• [PROBLEM STATEMENT]: Return, word for word, the lines of the listing below from the one with "Locate the steep" through the one with "Locate the rocky", and no other lines.
----
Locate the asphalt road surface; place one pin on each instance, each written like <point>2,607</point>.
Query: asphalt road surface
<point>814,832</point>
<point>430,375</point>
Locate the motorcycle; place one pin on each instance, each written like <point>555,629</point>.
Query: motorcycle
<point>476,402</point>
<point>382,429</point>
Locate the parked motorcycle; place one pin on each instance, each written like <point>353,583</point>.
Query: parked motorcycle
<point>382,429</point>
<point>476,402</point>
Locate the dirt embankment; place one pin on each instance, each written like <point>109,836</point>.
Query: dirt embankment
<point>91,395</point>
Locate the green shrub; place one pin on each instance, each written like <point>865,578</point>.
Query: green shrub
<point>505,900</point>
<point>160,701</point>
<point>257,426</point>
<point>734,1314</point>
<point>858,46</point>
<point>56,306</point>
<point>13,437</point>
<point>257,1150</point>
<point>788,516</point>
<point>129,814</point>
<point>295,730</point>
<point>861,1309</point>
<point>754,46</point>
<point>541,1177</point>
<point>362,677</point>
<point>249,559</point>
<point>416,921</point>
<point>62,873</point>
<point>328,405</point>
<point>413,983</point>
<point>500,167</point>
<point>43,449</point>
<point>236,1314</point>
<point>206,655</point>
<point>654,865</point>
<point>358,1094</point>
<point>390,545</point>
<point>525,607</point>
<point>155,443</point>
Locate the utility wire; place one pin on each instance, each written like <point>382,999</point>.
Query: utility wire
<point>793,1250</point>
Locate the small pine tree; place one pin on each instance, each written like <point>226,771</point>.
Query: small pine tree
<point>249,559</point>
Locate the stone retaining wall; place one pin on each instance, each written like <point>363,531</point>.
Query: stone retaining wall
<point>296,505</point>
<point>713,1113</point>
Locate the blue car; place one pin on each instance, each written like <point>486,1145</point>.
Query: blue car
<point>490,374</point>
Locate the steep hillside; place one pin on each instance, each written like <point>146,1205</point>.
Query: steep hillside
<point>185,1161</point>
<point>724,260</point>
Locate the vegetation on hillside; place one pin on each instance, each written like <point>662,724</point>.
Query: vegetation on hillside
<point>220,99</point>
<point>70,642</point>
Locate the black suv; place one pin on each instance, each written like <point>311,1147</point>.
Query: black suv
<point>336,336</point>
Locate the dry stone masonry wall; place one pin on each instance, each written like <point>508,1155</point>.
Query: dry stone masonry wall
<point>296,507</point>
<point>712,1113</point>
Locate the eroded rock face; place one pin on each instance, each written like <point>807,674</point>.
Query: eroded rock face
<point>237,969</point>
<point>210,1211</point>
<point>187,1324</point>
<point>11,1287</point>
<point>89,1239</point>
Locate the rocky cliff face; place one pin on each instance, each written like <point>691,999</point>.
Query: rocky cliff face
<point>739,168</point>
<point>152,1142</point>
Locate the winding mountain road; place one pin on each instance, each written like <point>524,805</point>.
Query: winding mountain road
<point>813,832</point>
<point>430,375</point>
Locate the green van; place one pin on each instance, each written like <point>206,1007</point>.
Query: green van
----
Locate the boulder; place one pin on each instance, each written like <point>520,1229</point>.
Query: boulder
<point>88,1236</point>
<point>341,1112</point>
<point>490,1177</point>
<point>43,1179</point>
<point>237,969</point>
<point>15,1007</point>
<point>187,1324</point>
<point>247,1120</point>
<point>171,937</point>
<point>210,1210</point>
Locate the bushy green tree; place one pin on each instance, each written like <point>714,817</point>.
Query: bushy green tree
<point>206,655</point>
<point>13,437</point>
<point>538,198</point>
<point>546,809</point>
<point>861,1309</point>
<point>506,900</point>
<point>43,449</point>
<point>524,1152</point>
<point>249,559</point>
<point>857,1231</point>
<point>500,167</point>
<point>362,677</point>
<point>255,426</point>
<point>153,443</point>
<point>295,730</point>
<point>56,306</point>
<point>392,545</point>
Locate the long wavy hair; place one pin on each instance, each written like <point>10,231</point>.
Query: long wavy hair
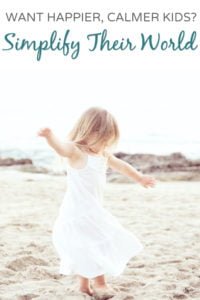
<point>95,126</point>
----
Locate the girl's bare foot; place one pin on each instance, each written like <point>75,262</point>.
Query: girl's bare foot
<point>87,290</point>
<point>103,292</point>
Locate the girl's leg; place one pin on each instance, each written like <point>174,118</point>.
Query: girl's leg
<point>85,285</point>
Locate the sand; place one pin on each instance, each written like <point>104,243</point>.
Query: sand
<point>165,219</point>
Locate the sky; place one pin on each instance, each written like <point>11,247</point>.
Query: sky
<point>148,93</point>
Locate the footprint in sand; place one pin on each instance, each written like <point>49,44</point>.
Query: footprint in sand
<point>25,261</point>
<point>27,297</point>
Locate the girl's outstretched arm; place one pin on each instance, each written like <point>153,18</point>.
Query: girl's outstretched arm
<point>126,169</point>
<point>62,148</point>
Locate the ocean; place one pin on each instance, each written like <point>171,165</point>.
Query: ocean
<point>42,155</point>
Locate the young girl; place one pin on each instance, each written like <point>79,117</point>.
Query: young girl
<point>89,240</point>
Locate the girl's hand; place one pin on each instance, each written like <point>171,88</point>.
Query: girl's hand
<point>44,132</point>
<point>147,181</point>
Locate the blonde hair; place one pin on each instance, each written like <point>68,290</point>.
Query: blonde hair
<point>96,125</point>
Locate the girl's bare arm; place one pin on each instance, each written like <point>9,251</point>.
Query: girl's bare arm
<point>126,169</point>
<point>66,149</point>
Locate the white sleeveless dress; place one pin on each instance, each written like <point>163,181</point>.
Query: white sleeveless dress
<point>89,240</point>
----
• [SOLUTION]:
Locate the steep hillside; place one pin on each instance, each written like <point>146,1205</point>.
Query: steep hillside
<point>185,1161</point>
<point>724,260</point>
Locate the vegetation on hillside; place one pin on each instance, each written like <point>662,724</point>.
Query: vegetation on hillside
<point>220,99</point>
<point>70,642</point>
Locate the black suv; place one pin on each instance, each written like <point>311,1147</point>.
Query: black suv
<point>336,336</point>
Locate the dry stone masonry wall; place one pin on each instance, each written like <point>508,1155</point>.
Query: dry stone masonry wall
<point>296,507</point>
<point>712,1113</point>
Locate the eroded rock face; place one pin on each instance, each written like <point>807,674</point>.
Query: eroded rock face
<point>237,969</point>
<point>210,1211</point>
<point>187,1324</point>
<point>11,1287</point>
<point>89,1239</point>
Locate the rocky cliff face; place one pin on each instance, each written like <point>691,999</point>.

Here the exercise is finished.